Segmentation labeling items

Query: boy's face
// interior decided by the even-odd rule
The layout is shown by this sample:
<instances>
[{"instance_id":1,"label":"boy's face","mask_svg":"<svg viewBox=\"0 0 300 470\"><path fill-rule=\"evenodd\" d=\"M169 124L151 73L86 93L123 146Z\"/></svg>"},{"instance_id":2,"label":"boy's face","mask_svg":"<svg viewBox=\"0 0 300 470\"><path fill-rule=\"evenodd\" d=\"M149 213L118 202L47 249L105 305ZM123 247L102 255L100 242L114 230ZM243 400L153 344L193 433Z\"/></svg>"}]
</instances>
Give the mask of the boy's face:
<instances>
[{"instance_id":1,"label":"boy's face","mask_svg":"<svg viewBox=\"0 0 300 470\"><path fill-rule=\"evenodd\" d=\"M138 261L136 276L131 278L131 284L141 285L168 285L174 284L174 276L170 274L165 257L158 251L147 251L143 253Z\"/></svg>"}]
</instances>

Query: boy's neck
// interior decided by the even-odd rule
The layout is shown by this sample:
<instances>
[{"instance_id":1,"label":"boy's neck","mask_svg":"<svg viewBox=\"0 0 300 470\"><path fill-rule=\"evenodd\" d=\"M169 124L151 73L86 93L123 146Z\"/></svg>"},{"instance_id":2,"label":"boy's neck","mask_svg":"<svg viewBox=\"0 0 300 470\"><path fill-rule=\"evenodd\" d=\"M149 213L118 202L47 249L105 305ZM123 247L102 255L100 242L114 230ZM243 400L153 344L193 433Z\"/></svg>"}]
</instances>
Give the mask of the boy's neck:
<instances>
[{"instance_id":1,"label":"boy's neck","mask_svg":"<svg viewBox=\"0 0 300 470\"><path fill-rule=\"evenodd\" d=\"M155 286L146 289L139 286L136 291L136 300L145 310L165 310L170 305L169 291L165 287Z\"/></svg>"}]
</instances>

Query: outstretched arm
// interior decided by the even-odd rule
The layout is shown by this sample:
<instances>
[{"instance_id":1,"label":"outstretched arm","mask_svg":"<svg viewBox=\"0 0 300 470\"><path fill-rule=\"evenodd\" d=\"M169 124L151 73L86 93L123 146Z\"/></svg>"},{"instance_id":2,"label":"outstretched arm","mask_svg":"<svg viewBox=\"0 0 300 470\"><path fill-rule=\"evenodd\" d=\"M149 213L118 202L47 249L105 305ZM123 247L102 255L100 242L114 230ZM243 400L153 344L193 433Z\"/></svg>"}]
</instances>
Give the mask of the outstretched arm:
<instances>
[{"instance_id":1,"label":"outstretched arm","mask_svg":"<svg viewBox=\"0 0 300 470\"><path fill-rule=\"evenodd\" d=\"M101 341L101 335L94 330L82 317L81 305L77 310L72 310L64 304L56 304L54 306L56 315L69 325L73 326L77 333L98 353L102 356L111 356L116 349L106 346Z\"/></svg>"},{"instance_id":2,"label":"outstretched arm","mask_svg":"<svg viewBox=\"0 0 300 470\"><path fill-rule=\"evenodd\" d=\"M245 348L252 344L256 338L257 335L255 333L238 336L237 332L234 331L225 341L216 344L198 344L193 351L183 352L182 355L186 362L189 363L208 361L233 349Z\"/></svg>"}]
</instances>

Exercise goal
Each record above should be output again exactly.

The reply
Query: boy's face
// interior decided by the even-odd rule
The layout is shown by this sample:
<instances>
[{"instance_id":1,"label":"boy's face","mask_svg":"<svg viewBox=\"0 0 300 470\"><path fill-rule=\"evenodd\" d=\"M169 124L151 73L86 93L123 146Z\"/></svg>"},{"instance_id":2,"label":"boy's face","mask_svg":"<svg viewBox=\"0 0 300 470\"><path fill-rule=\"evenodd\" d=\"M149 213L118 202L47 249L105 305ZM123 247L102 255L100 242L114 230ZM243 400L153 344L193 433Z\"/></svg>"}]
</instances>
Give the mask of the boy's face:
<instances>
[{"instance_id":1,"label":"boy's face","mask_svg":"<svg viewBox=\"0 0 300 470\"><path fill-rule=\"evenodd\" d=\"M138 261L136 276L131 278L131 284L141 285L168 285L174 284L174 276L170 274L165 257L158 251L147 251L143 253Z\"/></svg>"}]
</instances>

Query: boy's neck
// interior decided by the even-odd rule
The layout is shown by this sample:
<instances>
[{"instance_id":1,"label":"boy's neck","mask_svg":"<svg viewBox=\"0 0 300 470\"><path fill-rule=\"evenodd\" d=\"M169 124L151 73L86 93L123 146Z\"/></svg>"},{"instance_id":2,"label":"boy's neck","mask_svg":"<svg viewBox=\"0 0 300 470\"><path fill-rule=\"evenodd\" d=\"M149 213L118 202L47 249L105 305ZM123 247L102 255L100 242L114 230ZM243 400L153 344L193 433Z\"/></svg>"}]
</instances>
Give the mask of the boy's neck:
<instances>
[{"instance_id":1,"label":"boy's neck","mask_svg":"<svg viewBox=\"0 0 300 470\"><path fill-rule=\"evenodd\" d=\"M155 286L146 289L139 286L136 291L136 300L145 310L165 310L170 305L169 291L165 287Z\"/></svg>"}]
</instances>

Query: outstretched arm
// interior decided by the even-odd rule
The layout is shown by this sample:
<instances>
[{"instance_id":1,"label":"outstretched arm","mask_svg":"<svg viewBox=\"0 0 300 470\"><path fill-rule=\"evenodd\" d=\"M169 124L151 73L86 93L123 146Z\"/></svg>"},{"instance_id":2,"label":"outstretched arm","mask_svg":"<svg viewBox=\"0 0 300 470\"><path fill-rule=\"evenodd\" d=\"M149 213L118 202L47 249L105 305ZM123 247L102 255L100 242L114 230ZM243 400L153 344L193 433Z\"/></svg>"}]
</instances>
Give the mask of the outstretched arm:
<instances>
[{"instance_id":1,"label":"outstretched arm","mask_svg":"<svg viewBox=\"0 0 300 470\"><path fill-rule=\"evenodd\" d=\"M101 341L101 335L94 330L82 317L81 305L77 310L72 310L64 304L56 304L54 306L56 315L69 325L73 326L77 333L98 353L102 356L111 356L116 349L106 346Z\"/></svg>"},{"instance_id":2,"label":"outstretched arm","mask_svg":"<svg viewBox=\"0 0 300 470\"><path fill-rule=\"evenodd\" d=\"M245 348L252 344L256 338L257 335L255 333L238 336L237 332L234 331L225 341L216 344L198 344L193 351L183 352L182 355L186 362L189 363L208 361L233 349Z\"/></svg>"}]
</instances>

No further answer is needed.